▶ Data to process
=-=-=

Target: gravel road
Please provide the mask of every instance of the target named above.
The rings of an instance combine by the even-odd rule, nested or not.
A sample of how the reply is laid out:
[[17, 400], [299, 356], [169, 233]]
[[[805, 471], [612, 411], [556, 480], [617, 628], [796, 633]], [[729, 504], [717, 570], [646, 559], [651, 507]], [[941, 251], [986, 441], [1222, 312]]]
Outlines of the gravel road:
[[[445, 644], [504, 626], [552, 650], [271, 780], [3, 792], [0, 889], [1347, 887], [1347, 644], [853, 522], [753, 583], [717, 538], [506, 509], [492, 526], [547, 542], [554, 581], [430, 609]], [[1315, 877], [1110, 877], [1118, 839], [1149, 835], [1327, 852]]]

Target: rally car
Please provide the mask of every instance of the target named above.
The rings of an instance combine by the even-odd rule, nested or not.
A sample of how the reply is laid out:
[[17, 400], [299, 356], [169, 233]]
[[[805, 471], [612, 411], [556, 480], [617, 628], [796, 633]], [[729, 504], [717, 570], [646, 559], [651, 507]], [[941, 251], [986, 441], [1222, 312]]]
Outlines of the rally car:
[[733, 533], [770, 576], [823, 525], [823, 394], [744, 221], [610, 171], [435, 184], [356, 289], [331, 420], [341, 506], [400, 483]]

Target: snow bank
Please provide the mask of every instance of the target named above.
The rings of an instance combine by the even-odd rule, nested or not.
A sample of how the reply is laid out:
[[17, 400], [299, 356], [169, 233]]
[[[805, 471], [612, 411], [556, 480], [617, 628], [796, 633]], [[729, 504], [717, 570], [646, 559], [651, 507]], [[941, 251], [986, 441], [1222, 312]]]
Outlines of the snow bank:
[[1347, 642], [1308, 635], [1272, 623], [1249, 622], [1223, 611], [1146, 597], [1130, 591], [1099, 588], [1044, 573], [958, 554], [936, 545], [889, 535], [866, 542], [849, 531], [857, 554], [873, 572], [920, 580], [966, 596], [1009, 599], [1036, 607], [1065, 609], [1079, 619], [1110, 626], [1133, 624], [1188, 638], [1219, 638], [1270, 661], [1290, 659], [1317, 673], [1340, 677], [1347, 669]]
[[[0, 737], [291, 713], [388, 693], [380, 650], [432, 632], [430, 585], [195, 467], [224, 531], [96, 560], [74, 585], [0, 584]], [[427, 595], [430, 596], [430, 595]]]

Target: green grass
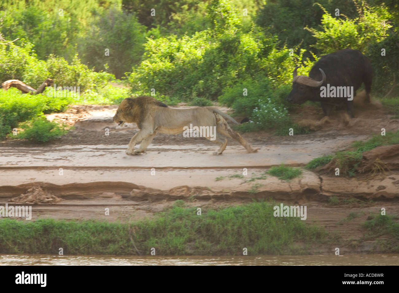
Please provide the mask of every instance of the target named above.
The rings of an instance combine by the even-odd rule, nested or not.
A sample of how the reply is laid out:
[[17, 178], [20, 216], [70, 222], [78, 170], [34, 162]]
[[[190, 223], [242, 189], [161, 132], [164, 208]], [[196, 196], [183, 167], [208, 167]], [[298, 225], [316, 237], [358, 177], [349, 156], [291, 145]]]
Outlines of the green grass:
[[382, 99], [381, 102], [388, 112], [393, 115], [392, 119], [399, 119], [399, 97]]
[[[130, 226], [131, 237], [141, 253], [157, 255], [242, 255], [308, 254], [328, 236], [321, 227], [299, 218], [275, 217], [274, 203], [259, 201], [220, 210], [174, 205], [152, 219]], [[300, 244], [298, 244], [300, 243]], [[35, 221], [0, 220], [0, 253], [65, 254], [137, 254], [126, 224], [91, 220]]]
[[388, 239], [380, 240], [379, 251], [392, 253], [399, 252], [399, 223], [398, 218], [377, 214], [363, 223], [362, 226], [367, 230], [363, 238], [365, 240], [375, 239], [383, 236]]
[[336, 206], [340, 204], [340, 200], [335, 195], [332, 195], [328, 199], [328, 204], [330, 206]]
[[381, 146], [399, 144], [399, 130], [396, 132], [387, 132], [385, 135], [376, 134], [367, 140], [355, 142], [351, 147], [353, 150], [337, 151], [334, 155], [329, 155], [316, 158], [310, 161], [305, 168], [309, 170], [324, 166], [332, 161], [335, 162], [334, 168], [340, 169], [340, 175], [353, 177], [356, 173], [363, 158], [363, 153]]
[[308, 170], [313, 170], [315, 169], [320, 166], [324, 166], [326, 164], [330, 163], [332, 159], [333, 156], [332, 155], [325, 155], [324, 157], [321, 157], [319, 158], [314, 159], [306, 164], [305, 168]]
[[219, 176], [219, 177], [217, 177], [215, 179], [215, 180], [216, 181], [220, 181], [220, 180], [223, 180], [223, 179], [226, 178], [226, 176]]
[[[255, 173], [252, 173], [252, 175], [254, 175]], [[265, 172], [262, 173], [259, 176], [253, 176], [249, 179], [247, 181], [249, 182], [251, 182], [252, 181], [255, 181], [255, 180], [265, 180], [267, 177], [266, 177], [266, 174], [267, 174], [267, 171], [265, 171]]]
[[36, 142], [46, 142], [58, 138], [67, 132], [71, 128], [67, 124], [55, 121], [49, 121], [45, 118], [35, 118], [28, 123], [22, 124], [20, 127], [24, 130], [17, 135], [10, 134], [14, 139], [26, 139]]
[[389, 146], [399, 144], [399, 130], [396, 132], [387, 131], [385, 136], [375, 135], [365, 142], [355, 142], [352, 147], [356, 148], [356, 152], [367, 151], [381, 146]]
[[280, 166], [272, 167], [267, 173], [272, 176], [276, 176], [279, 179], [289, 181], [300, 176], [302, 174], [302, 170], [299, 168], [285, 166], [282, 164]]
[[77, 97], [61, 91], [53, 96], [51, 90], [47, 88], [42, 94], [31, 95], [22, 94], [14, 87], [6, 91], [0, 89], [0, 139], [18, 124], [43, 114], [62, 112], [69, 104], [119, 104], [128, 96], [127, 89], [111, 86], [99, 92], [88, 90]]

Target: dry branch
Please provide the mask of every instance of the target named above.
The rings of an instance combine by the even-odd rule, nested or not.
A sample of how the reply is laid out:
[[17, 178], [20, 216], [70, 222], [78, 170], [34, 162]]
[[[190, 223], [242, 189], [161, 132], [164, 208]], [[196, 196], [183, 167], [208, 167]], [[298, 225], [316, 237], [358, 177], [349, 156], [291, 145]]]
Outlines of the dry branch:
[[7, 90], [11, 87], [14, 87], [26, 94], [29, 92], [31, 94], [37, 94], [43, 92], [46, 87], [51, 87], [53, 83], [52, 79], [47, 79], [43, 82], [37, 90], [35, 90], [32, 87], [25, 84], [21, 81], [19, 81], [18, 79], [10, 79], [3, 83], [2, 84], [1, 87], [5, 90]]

=-=-=

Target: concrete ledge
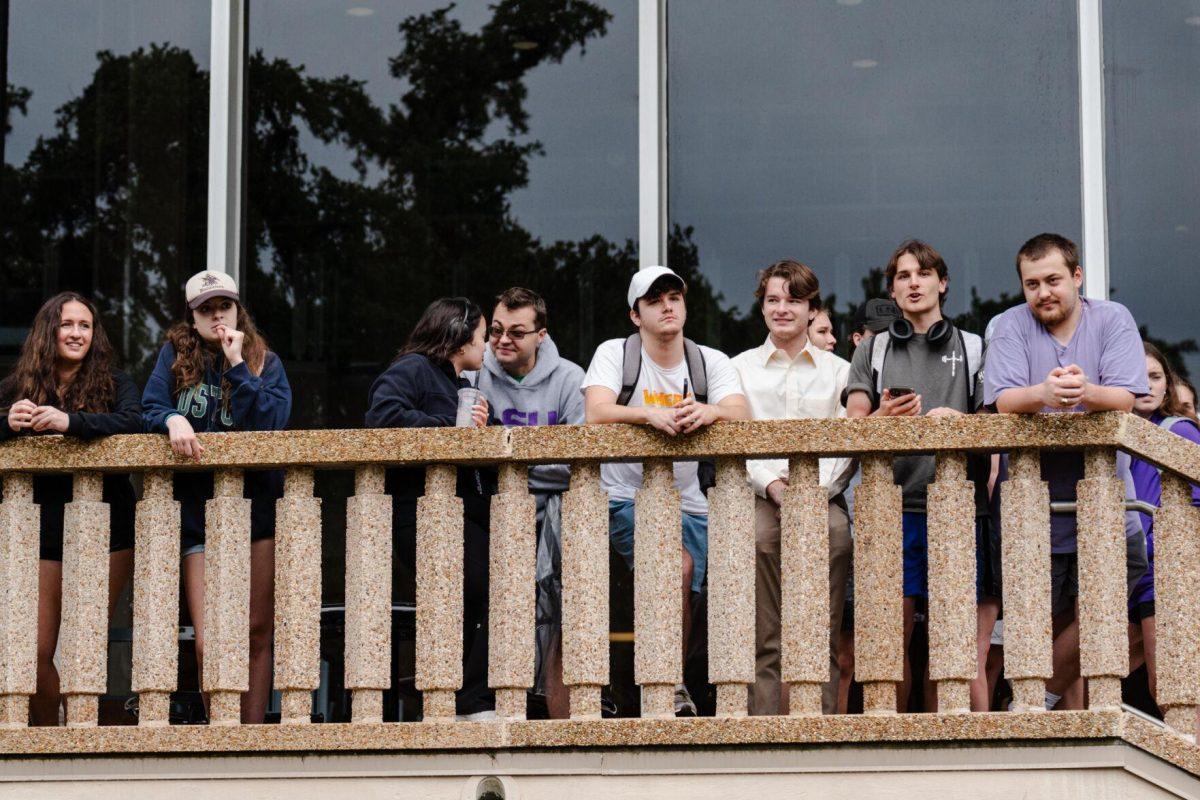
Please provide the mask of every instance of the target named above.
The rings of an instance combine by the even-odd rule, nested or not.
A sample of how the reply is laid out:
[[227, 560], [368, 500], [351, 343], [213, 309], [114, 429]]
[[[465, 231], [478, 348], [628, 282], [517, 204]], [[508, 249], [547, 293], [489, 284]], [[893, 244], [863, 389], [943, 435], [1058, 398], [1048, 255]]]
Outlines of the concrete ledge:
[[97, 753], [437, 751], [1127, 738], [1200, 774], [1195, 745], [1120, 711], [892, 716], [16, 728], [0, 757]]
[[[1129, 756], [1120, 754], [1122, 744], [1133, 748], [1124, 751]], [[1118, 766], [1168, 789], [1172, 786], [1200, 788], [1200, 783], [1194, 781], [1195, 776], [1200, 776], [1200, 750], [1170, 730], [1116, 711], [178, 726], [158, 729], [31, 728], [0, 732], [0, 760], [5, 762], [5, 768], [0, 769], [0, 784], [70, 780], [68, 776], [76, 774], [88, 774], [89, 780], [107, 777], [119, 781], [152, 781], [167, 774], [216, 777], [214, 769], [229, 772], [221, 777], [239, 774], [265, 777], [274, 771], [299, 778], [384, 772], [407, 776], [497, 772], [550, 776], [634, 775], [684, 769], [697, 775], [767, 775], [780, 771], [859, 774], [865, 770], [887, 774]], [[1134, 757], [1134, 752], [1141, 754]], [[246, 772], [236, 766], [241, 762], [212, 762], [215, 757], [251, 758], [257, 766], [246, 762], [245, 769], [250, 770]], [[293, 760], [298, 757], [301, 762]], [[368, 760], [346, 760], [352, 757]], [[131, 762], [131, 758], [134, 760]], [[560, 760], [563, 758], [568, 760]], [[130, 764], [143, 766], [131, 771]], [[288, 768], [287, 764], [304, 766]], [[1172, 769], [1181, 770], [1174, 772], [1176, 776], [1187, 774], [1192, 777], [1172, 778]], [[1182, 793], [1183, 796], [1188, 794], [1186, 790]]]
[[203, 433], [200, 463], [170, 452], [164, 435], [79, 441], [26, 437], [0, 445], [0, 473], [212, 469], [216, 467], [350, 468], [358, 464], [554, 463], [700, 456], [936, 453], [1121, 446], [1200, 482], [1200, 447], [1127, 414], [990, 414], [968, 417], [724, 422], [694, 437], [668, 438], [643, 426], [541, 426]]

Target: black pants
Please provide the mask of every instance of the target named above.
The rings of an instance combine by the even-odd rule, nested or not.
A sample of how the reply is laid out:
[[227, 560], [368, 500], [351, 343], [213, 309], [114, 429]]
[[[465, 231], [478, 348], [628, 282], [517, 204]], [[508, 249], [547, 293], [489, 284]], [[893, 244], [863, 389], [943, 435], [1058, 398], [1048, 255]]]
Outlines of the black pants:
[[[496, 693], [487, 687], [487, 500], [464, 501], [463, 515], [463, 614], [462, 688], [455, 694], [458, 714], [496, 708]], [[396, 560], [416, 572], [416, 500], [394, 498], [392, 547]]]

=-=-=

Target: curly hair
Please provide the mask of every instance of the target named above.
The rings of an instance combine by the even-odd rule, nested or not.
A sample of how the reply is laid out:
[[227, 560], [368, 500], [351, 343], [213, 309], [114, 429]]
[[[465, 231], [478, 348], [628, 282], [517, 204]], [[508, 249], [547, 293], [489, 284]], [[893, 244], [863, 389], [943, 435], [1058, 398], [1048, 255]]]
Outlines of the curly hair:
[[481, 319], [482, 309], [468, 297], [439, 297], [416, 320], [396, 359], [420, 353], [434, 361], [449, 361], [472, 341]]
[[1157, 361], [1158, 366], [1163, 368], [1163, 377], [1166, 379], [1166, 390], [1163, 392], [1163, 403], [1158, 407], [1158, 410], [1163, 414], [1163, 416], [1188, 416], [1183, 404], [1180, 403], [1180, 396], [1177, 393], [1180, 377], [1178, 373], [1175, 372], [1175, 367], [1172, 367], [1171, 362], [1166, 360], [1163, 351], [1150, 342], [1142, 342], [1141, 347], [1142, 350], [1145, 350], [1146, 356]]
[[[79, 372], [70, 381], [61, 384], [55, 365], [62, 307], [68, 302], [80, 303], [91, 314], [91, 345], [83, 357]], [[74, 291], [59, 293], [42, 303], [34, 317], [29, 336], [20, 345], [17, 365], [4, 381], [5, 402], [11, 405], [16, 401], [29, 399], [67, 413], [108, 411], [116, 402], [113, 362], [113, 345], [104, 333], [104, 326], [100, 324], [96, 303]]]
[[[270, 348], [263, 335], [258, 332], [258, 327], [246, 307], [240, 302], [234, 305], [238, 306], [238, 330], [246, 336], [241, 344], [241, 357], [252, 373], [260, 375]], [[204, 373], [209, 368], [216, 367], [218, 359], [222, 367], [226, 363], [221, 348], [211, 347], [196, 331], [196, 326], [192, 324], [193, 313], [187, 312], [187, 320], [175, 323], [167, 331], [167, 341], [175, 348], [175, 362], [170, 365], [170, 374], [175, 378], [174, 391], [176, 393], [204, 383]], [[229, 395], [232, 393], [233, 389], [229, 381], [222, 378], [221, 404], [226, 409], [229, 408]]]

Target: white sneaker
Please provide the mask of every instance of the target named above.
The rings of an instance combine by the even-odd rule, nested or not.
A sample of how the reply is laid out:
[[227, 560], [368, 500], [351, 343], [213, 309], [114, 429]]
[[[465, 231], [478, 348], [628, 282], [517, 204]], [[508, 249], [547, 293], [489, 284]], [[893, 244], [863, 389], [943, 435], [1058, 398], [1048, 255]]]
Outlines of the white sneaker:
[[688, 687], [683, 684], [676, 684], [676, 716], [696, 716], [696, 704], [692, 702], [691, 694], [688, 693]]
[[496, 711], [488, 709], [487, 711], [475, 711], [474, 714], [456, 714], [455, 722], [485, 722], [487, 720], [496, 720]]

=-=-=

▶ Written task
Please copy out every line of the records above that contains the word “curly”. Case counts, so only lines where the capitalization matches qualify.

▶ Exercise response
Target: curly hair
Outlines of the curly hair:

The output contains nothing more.